*Selected passage*.
+++

Reputation: 75
I have a column named MR
which is a varchar. When I run a query with an ORDER BY
it doesn't seem to be ordered correctly.
select MR, LName, FName from users
where MR between 'MR20001' and 'MR20002'
order by MR
Results:
MR20001 | LINA | MARY
MR200011 | TEST | CASE
MR20002 | KO | MIKE
Why does MR200011
show before MR20002
?
Upvotes: 0
Views: 186
Reputation: 280625
Because MR
is a string, and - for example - 24
sorts lower than 3
since it does not care about the numeric value. This would be like sorting Smith
before Azlea
because z
> m
.
If you want to treat just the number as a number, then perhaps don't store the MR
prefix. Based on the column name this seems completely redundant. Why not store the numeric portion alone as an INT
and create a view that appends the 'MR'
at runtime? You can easily do this without really affecting the app (add an instead of trigger if you can't control insert/update operations via a stored procedure):
CREATE VIEW dbo.users_appended
AS
SELECT MR = 'MR' + CONVERT(VARCHAR(25), MR),
MRSort = MR --, ... other columns ...

+++

*Information given*.

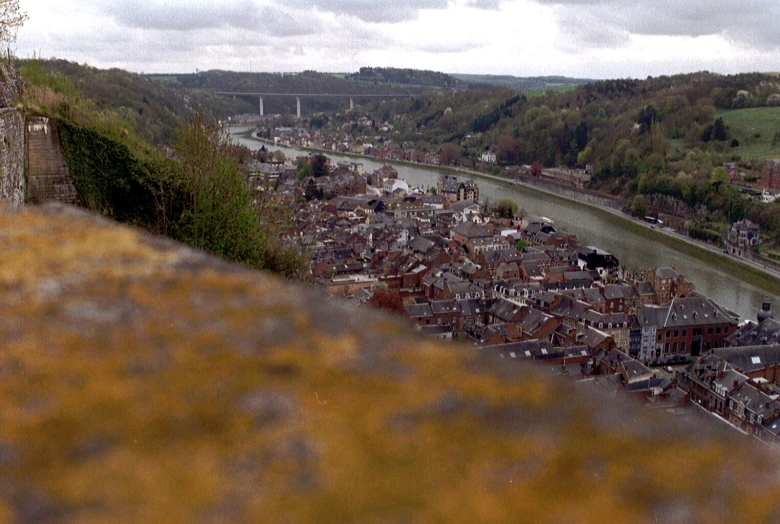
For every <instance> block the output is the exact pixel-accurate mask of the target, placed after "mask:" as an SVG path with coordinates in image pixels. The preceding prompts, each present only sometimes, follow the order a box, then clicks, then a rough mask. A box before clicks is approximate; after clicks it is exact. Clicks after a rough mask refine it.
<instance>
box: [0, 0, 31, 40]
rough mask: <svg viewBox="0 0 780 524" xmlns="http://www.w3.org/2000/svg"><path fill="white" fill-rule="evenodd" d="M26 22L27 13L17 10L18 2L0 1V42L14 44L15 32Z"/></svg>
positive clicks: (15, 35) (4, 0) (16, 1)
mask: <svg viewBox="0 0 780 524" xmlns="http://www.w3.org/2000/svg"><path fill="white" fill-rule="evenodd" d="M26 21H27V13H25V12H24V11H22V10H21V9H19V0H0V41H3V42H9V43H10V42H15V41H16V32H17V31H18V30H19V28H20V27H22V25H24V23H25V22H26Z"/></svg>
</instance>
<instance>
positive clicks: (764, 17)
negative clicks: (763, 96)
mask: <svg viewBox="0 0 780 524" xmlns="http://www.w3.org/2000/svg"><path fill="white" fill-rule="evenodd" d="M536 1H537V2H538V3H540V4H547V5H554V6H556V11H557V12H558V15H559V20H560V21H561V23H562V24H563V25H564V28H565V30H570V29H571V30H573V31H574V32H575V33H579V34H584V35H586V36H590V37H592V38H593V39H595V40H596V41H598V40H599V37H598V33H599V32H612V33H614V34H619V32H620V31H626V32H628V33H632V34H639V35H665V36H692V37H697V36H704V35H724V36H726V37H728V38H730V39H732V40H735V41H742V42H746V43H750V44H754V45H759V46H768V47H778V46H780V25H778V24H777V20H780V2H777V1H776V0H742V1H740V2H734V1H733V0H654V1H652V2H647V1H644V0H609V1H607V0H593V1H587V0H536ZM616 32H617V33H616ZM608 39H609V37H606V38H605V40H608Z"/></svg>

+++

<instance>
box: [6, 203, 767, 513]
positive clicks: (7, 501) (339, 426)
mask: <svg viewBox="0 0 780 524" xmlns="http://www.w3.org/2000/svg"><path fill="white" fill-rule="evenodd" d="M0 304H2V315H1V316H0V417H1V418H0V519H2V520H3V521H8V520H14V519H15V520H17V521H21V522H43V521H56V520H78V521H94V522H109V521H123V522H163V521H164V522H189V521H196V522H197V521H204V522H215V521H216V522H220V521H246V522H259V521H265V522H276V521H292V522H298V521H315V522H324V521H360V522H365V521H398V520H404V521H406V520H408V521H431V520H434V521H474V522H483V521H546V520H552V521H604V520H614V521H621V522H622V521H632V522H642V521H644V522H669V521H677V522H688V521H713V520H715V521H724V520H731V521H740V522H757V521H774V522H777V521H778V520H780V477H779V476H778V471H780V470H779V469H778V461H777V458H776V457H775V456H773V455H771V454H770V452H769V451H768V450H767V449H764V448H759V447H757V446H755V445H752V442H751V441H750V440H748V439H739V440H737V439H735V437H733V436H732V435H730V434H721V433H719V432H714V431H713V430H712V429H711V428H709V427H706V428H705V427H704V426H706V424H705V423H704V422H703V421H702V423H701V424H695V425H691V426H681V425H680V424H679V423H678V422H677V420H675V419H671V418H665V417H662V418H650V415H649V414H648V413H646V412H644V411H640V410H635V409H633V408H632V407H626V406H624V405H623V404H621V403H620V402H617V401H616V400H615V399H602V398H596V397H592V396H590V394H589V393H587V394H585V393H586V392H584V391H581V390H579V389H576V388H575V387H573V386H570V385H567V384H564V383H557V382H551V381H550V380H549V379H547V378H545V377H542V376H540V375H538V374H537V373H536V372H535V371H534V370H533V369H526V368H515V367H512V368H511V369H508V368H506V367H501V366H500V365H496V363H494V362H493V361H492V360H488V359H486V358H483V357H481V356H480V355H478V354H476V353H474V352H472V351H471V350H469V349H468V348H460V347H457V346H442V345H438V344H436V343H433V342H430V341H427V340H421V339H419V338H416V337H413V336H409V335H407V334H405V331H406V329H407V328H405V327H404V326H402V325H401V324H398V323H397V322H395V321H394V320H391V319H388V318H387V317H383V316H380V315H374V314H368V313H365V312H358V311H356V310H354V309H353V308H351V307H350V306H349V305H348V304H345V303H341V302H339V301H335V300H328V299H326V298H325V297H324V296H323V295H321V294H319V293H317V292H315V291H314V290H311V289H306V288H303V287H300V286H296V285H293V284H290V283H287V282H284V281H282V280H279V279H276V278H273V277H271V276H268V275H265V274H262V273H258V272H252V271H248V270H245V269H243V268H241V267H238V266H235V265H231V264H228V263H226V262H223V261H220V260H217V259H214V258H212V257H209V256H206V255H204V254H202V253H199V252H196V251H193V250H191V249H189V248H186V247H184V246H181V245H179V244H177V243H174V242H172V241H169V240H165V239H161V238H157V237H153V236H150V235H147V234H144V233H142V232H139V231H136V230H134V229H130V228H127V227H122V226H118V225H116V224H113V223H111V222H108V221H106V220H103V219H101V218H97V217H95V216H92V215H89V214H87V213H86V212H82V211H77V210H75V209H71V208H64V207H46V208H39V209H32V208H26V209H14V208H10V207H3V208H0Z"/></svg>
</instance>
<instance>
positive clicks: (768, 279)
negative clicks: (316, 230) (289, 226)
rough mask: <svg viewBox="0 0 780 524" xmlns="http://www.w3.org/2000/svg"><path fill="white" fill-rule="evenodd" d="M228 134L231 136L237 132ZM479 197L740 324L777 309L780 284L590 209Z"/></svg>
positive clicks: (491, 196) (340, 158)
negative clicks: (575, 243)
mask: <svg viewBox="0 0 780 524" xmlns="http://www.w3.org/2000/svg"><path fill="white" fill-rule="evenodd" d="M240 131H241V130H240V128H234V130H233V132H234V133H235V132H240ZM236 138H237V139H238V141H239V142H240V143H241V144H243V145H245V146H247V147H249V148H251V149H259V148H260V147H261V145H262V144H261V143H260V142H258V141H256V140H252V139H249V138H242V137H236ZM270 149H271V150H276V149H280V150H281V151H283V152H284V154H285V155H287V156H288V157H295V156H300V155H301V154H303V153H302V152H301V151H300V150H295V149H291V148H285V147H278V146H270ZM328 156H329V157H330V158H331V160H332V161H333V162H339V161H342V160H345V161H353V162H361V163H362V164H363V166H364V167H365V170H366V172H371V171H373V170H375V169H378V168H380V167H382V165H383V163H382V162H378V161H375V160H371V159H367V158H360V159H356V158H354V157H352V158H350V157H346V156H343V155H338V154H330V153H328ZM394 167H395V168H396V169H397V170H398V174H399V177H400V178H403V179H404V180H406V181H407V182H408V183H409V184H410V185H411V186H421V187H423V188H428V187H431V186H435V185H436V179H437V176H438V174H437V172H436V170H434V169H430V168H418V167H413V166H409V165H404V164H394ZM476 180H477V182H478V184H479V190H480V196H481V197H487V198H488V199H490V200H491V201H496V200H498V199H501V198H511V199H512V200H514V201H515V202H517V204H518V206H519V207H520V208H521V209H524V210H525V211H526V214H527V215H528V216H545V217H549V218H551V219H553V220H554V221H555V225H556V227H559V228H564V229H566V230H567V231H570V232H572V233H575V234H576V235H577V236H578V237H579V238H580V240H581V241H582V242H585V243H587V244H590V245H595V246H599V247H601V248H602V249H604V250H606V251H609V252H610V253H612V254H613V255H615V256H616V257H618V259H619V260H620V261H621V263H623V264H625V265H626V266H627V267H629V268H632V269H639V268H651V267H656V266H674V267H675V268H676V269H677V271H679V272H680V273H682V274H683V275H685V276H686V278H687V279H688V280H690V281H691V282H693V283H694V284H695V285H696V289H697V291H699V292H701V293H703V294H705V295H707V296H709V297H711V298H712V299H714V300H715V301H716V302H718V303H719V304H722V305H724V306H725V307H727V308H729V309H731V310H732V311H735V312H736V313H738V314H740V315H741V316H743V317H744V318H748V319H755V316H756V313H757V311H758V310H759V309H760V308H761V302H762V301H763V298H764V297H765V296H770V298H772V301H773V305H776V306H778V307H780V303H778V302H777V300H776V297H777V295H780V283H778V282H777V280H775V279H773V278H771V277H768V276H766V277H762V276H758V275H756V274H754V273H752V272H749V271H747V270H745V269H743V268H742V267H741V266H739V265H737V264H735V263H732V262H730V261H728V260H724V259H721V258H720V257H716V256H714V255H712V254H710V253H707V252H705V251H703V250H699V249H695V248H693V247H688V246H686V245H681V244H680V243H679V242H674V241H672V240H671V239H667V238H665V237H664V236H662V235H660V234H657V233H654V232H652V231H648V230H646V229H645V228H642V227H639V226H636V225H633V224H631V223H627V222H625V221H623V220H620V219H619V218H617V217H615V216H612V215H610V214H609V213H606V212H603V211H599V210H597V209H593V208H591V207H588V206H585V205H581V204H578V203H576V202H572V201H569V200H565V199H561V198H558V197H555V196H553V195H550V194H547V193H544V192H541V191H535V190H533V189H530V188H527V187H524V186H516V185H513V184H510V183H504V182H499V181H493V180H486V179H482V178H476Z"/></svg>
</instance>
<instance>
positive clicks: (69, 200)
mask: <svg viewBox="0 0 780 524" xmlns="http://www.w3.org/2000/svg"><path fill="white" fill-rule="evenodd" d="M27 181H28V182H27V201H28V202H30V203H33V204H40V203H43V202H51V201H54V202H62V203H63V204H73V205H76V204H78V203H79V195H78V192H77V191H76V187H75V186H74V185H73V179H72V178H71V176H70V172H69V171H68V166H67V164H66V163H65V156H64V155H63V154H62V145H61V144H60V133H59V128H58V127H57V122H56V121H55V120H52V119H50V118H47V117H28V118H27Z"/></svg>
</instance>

+++

*Exercise instructions*.
In the SQL sorting thread, what data type does the reply recommend for storing the numeric portion of MR on its own?

*Solution below*.
INT